━━ Material to process ━━
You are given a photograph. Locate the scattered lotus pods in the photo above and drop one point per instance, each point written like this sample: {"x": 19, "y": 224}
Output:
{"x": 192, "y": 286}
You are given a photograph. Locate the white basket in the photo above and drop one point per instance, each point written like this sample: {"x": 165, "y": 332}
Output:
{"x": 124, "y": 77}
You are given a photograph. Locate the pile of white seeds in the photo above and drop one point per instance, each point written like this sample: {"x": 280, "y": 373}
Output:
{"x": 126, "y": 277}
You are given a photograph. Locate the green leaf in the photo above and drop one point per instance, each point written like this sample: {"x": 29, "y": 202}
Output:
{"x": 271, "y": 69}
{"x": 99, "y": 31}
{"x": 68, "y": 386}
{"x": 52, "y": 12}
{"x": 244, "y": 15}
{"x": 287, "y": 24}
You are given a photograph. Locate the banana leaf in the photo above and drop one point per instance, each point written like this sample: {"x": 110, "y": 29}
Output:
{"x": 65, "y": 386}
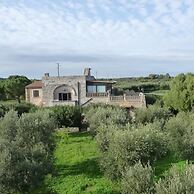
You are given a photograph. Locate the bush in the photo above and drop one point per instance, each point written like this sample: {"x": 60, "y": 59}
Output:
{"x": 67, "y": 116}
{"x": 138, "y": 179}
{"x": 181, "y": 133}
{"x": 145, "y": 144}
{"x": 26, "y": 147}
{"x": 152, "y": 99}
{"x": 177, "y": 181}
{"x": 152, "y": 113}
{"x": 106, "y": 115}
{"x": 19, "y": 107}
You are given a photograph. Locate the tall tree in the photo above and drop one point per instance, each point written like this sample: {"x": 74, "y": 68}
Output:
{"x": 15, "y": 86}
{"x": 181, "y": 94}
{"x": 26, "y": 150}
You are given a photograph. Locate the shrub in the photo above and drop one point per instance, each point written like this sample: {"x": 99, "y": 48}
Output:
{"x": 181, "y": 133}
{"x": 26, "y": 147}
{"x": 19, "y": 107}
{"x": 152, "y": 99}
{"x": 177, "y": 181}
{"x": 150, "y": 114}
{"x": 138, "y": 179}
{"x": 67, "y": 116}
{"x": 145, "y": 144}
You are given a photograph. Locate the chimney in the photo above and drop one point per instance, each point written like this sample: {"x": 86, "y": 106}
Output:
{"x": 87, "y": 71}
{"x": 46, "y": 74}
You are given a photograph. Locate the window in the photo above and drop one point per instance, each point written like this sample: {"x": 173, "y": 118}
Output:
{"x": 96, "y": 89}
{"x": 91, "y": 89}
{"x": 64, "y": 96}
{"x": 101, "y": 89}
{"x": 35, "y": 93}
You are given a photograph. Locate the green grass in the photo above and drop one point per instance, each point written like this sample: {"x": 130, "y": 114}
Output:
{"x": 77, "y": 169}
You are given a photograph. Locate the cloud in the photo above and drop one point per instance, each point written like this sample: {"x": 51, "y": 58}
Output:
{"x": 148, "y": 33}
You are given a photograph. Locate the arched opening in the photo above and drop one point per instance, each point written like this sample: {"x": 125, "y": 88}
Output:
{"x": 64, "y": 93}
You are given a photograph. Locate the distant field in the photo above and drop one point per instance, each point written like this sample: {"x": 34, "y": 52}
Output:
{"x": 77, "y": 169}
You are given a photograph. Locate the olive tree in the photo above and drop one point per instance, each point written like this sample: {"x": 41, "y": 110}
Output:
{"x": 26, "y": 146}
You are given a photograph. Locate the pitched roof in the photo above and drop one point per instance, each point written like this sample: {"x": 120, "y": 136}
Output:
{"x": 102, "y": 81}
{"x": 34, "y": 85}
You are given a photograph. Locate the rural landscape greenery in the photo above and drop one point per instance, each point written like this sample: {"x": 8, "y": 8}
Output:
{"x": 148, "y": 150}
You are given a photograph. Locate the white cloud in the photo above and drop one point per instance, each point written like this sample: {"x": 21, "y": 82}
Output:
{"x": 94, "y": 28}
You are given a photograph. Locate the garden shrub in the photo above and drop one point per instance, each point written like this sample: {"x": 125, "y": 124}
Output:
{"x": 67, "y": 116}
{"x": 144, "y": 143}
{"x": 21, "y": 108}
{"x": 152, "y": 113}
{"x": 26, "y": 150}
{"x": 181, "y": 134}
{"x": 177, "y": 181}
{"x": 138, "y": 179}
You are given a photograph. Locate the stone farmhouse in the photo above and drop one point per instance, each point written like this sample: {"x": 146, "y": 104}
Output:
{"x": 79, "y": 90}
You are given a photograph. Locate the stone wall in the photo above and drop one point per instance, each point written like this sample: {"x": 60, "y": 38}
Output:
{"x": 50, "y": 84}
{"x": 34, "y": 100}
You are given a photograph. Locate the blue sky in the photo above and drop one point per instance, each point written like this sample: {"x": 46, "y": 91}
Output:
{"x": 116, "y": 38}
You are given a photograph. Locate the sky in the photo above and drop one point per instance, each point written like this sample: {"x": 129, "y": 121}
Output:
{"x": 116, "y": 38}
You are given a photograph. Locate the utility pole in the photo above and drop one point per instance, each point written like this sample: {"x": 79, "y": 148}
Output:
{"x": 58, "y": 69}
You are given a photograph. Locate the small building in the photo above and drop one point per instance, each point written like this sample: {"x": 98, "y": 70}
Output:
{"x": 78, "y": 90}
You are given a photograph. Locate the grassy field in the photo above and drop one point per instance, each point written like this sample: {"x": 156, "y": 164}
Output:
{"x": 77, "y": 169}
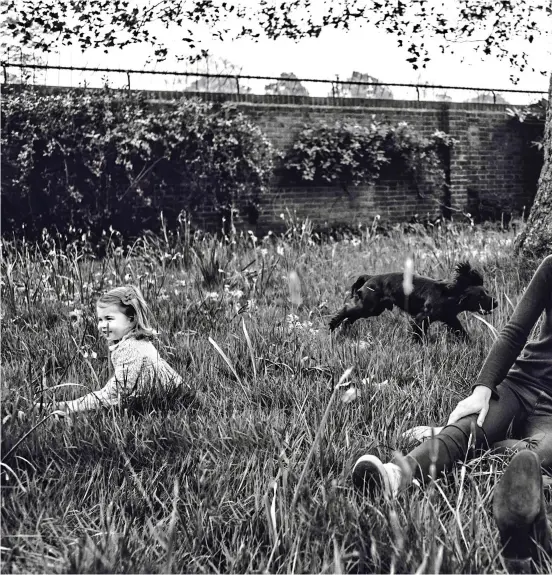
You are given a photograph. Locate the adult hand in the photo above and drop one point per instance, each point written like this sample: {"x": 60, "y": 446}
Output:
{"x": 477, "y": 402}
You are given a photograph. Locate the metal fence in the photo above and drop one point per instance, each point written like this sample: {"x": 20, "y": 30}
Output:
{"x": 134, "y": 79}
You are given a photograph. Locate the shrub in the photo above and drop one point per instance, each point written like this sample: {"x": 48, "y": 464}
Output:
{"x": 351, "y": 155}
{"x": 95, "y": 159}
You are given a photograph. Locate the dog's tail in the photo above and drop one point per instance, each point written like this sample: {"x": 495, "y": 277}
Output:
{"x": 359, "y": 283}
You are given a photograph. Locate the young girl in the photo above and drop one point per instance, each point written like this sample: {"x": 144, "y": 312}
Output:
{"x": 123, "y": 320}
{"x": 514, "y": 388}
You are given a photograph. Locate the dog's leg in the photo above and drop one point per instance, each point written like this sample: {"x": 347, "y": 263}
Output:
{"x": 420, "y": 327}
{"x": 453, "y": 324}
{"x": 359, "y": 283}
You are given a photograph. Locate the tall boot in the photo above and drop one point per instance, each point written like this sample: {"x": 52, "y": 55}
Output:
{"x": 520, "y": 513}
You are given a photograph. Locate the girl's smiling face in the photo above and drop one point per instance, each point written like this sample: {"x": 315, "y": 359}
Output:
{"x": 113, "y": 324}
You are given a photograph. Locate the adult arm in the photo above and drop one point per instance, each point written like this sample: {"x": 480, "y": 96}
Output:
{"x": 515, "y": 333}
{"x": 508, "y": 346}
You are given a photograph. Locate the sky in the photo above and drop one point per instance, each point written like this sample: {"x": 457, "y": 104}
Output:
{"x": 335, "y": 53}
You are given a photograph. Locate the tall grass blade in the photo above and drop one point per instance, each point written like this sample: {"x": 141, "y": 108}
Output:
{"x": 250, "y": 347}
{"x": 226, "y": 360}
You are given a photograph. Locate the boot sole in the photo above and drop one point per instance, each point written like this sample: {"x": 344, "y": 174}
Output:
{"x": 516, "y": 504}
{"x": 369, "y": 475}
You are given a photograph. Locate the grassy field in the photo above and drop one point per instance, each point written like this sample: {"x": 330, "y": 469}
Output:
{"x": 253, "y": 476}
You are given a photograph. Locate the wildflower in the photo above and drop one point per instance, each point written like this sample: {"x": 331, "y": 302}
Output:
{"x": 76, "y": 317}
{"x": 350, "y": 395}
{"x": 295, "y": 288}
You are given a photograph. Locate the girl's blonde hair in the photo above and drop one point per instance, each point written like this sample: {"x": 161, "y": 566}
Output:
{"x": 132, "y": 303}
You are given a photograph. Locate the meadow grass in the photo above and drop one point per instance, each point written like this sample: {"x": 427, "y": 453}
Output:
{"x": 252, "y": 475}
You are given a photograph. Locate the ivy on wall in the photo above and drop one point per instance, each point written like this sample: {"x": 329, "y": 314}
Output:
━━━
# What this task involves
Rewrite everything from the line containing "You are given a photograph. Locate the wildflower" down to the end of the records, with "drop" changed to "place" and nothing else altered.

# Worked solution
You are given a photograph. Locate the wildflower in the photo above and place one point per instance, each point written like this sample: {"x": 331, "y": 302}
Output:
{"x": 76, "y": 317}
{"x": 350, "y": 395}
{"x": 295, "y": 288}
You are given a photograph. Locate the girl's blonde hair in the photo above and place one point per instance, each point written like this sample: {"x": 161, "y": 566}
Output:
{"x": 132, "y": 303}
You are given a photograph. Locate the meadow grass in the photo above and place one point per instance, each point written like this sample: {"x": 427, "y": 453}
Output:
{"x": 252, "y": 475}
You are given a photograph. Locate the ivy on wall in the photo above and place one point per instance, each point written like this sample: {"x": 329, "y": 314}
Output:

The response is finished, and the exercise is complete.